### WRITTEN REQUEST 1
In the pycurl forum post, list every option name set with setopt in the code under "General Curl init:".
### WRITTEN REQUEST 2
Extend the pycurl forum post, picking up after its final line.

### TEXT PROVIDED
#####

0

I've written a simple script in Python.

It parses the hyperlinks from a webpage, and afterwards these links are retrieved to parse some information.

I have similar scripts running and re-using the writefunction without any problems, for some reason it fails, and I can't figure it out why.

General Curl init:

storage = StringIO.StringIO()
c = pycurl.Curl()
c.setopt(pycurl.USERAGENT, USER_AGENT)
c.setopt(pycurl.COOKIEFILE, "")
c.setopt(pycurl.POST, 0)
c.setopt(pycurl.FOLLOWLOCATION, 1)
#Similar scripts are working this way, why this script not?
c.setopt(c.WRITEFUNCTION, storage.write)

First call to retreive links:

URL = "http://whatever"
REFERER = URL

c.setopt(pycurl.URL, URL)
c.setopt(pycurl.REFERER, REFERER)
c.perform()

#Write page to file
content = storage.getvalue()
f = open("updates.html", "w")
f.writelines(content)
f.close()
... Here the magic happens and links are extracted ...

#####

[Region segmentation data]
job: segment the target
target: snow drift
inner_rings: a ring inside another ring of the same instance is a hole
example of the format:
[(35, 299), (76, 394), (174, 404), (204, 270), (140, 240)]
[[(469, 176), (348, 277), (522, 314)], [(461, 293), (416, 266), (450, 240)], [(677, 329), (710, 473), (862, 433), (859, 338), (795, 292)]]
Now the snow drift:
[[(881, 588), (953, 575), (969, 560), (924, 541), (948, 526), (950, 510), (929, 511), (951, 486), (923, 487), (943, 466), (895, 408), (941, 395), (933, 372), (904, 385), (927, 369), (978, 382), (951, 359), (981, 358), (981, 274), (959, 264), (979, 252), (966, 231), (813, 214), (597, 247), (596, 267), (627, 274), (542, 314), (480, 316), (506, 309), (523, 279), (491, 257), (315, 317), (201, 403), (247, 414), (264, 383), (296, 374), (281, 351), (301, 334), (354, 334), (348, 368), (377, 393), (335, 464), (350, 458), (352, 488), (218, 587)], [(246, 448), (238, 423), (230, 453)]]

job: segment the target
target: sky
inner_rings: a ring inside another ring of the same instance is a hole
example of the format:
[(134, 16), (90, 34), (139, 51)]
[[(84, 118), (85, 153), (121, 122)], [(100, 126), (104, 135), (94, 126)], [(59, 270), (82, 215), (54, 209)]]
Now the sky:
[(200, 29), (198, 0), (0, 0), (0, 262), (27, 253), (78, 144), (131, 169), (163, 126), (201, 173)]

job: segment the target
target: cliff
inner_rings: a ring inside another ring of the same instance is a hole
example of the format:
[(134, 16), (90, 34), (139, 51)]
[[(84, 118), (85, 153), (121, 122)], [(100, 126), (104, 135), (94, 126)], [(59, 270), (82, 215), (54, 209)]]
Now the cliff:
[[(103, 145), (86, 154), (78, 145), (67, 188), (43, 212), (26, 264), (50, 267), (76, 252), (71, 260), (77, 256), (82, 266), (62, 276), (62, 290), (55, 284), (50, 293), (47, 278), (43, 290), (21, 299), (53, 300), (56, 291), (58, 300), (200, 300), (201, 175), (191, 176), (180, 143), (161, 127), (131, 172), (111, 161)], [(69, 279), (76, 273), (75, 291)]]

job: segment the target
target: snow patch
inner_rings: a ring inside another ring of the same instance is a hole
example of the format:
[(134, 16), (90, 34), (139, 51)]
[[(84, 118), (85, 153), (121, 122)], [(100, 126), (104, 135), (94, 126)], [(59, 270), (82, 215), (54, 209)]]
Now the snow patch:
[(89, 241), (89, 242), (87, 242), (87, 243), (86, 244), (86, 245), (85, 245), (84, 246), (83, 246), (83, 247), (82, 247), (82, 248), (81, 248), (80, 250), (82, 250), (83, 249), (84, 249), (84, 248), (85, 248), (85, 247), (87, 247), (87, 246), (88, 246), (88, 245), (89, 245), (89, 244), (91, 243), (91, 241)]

#####

### RIGHT ANSWER 1
USERAGENT, COOKIEFILE, POST, FOLLOWLOCATION, WRITEFUNCTION

### RIGHT ANSWER 2
Now looping these links:

for i, member in enumerate(urls):
    URL = urls[i]
    print "url:", URL
    c.setopt(pycurl.URL, URL)
    c.perform()

    #Write page to file
    #Still the data from previous!
    content = storage.getvalue()
    f = open("update.html", "w")
    f.writelines(content)
    f.close()
    #print content
    ... Gather some information ...
    ... Close objects etc ...
Daniel Stenberg
  • 54,736
  • 17
  • 146
  • 222
  • You could try `c.setopt(c.WRITEFUNCTION, f.write)` in the loop to avoid appending data to the same object. It might be enough if `Curl()` is reusable. – jfs May 05 '13 at 22:55
  • No that doesn't work, I've tried that before, I think it's just passing a reference. Is it possible the string length from the fist page is too big (Webpage is quite large, compared to other things I retreive with Curl and Python.) – honda4life May 06 '13 at 17:18

1 Answers1

0

If you want to download urls to different files in sequence (no concurrent connections):

for i, url in enumerate(urls):
    c.setopt(pycurl.URL, url)
    with open("output%d.html" % i, "w") as f:
        c.setopt(c.WRITEDATA, f) # c.setopt(c.WRITEFUNCTION, f.write) also works
        c.perform()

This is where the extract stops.